Pekerja Tolak Indonesia Diberi Label Negara Maju oleh AS

Status baru ini dinilai justru akan menyulitkan Indonesia di sektor perdagangan internasional.

oleh Maulandy Rizki Bayu Kencana diperbarui 26 Feb 2020, 19:15 WIB
Diterbitkan 26 Feb 2020, 19:15 WIB
Tolak Omnibus Law, Buruh Datangi Gedung DPR
Buruh yang tergabung dalam Gerakan Buruh Bersama Rakyat (Gebrak) menggelar demonstrasi di depan Gedung DPR, Jakarta, Senin (13/1/2020). Massa menyuarakan penolakan mereka terhadap Omnibus Law Rancangan Undang-Undang Cipta Lapangan Kerja. (Liputan6.con/Johan Tallo)

Liputan6.com, Jakarta - Kantor Perwakilan Dagang Amerika Serikat atau United States Trade Representative (USTR) baru saja mencabut Indonesia dari daftar negara berkembang dan naik sebagai negara maju.

Namun begitu, Organisasi Pekerja Seluruh Indonesia (OPSI) menolak label baru Indonesia sebagai negara maju. Sebab, secara Produk Domestik Bruto (PDB) per kapita Indonesia pada 2019 lalu belum mencapai kisaran USD 4.000 per kapita per tahun.

KUMPULAN ENTRI
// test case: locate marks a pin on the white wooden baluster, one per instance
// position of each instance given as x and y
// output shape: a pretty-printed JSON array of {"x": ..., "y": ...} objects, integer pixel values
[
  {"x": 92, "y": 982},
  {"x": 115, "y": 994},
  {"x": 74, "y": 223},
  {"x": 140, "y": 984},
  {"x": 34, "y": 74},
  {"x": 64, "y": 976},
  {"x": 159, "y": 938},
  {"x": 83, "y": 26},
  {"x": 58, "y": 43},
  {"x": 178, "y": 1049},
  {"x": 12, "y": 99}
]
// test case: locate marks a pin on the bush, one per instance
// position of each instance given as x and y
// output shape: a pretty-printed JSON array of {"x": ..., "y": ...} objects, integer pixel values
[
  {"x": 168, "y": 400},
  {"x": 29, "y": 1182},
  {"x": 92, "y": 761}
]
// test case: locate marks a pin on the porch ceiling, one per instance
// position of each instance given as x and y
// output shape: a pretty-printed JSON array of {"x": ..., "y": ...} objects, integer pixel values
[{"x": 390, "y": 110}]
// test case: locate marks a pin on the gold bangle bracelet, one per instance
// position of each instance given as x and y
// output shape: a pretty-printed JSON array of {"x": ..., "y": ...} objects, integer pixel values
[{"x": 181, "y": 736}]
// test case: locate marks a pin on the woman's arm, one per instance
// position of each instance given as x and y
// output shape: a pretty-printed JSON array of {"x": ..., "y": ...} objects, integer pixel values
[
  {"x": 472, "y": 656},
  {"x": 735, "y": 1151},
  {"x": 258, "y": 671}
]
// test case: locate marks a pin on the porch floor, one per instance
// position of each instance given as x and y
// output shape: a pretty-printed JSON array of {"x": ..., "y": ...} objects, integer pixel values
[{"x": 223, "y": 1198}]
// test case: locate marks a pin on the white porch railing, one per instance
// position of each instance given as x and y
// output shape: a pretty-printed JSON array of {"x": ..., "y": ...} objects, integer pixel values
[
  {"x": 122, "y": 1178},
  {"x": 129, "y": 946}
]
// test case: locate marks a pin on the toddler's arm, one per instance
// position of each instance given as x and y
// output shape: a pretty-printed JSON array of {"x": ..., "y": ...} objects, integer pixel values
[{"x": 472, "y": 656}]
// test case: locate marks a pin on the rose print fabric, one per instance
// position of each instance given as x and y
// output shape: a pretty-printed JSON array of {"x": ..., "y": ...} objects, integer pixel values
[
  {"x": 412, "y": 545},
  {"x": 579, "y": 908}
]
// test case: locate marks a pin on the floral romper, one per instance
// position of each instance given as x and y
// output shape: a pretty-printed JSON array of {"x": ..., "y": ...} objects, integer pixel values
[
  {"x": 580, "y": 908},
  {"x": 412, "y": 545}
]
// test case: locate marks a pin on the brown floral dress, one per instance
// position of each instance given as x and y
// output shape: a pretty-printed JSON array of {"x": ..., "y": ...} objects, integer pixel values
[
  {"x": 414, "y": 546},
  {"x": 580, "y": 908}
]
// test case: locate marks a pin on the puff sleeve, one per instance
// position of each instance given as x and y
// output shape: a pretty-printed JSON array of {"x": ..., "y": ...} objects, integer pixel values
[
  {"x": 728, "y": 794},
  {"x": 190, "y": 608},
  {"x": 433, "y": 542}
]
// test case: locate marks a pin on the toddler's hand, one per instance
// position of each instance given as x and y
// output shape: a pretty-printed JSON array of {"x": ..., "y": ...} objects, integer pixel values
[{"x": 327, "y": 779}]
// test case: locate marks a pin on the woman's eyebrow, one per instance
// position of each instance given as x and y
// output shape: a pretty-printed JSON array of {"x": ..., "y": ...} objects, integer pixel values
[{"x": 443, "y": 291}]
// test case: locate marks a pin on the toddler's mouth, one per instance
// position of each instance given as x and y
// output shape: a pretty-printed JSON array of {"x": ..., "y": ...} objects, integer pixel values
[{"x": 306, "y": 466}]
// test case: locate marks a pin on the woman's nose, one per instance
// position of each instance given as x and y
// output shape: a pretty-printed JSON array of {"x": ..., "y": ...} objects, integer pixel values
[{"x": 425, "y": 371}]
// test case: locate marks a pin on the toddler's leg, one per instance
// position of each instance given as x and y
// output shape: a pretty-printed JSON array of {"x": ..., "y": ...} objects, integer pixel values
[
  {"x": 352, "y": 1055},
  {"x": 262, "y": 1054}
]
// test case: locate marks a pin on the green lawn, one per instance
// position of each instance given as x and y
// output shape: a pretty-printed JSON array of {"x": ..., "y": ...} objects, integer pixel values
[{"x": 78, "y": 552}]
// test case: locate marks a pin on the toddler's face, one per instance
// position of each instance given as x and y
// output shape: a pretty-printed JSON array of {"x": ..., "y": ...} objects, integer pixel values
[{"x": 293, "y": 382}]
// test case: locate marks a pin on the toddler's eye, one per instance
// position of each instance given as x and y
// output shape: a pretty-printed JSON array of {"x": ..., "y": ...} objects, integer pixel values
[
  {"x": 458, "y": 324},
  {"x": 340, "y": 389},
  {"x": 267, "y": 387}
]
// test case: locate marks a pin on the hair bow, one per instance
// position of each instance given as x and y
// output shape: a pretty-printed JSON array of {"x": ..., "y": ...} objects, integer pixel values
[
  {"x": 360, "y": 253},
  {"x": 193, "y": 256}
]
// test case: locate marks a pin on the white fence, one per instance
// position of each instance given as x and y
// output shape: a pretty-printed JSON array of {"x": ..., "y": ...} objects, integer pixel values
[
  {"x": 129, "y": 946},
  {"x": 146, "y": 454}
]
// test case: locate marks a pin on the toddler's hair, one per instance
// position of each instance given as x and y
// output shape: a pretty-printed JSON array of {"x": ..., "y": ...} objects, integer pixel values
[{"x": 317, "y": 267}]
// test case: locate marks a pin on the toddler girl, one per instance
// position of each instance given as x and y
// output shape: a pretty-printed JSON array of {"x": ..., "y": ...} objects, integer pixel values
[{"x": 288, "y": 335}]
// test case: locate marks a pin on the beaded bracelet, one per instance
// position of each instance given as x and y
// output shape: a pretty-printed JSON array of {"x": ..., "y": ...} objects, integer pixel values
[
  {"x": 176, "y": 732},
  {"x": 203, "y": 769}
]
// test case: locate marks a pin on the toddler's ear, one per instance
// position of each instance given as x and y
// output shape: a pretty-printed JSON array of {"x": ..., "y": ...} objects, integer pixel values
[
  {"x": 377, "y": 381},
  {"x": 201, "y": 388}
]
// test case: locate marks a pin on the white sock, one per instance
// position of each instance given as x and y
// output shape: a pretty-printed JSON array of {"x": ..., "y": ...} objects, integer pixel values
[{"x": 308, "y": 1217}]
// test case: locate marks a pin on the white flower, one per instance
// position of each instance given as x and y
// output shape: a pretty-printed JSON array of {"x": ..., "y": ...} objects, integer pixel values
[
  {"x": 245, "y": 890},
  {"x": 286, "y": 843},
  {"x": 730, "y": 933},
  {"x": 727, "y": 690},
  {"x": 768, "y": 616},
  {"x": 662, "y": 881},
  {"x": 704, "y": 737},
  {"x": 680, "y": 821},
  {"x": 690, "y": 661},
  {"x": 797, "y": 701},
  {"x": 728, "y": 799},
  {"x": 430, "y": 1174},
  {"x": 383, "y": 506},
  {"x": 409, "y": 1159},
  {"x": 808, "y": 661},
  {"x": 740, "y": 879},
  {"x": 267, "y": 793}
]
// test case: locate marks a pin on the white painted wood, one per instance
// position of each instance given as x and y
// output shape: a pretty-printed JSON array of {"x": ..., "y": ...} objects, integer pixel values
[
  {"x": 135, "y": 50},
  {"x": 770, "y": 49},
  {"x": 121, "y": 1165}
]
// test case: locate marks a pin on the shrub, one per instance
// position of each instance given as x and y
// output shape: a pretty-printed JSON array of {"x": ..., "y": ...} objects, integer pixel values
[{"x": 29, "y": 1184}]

SOAL LATIHAN
1. Dalam teks tentang status negara maju Indonesia, organisasi apa yang menolak label baru Indonesia sebagai negara maju?
2. Ringkaslah teks tentang status negara maju Indonesia dalam dua kalimat.
3. Teruskan teks tentang status negara maju Indonesia mulai setelah kalimat terakhirnya.

HASIL PENGERJAAN
1. Organisasi Pekerja Seluruh Indonesia (OPSI).

2. Kantor Perwakilan Dagang Amerika Serikat (USTR) mencabut Indonesia dari daftar negara berkembang dan menaikkannya sebagai negara maju, padahal status baru ini dinilai justru akan menyulitkan Indonesia di sektor perdagangan internasional. Organisasi Pekerja Seluruh Indonesia (OPSI) menolak label tersebut karena PDB per kapita Indonesia pada 2019 belum mencapai kisaran USD 4.000 per kapita per tahun.

3.
"Kalau menurut saya dari income per kapita kita masih belum USD 4.000. Kalau memang Omnibus Law katanya akan mencapai USD 6.100-12.000. Tapi kan dengan konteks income per kapita kita yang masih segitu itu memang belum pantas lah kita disebut sebagai negara maju," kata Sekjen OPSI Timboel Siregar kepada Liputan6.com di Jakarta, Rabu (26/2/2020).

Timboel juga mengatakan, status baru tersebut nantinya justru akan menyulitkan Indonesia di sektor perdagangan internasional. Dia khawatir Indonesia sebagai negara maju tak bisa beradaptasi jika bea ekspor dinaikan, seeta pemberian potongan bea masuk impor (General System of Preference/GSP) dicabut.

"Jadi ada persoalan bagaimana pendefinisian baru tentang Indonesia, saya khawatir ekspor kita menurun. Artinya berpengaruh pada pertumbuhan ekonomi. Pertumbuhan ekonomi kan salah satunya ekspor. GSP juga mau dicabut dan sebagainya," tuturnya.

"Kemudian bagaimana juga terkait dengan konteks perdagangan kita. Utang masih tinggi, saya pikir ini agak sedikit sulit malah mendefinisikan kita negara maju. Mungkin bisa jadi tantangan kita untuk maju terus, pemicu bagus. Tapi justru kita agak sulit," tambahnya.

Selain itu, Timboel juga menilai bahwa pencabutan label negara maju oleh Amerika Serikat merupakan upaya politik dagang yang coba diluncurkan Presiden AS Donald Trump.

"Saya enggak begitu percaya sama Trump. Tapi kalau IMF, World Bank, dan sebagainya sudah mengatakan itu, mungkin. Tapi masalahnya mereka juga belum ngomong. Kalau Trump itu kan hanya sekedar politik perdagangan aja," cibirnya.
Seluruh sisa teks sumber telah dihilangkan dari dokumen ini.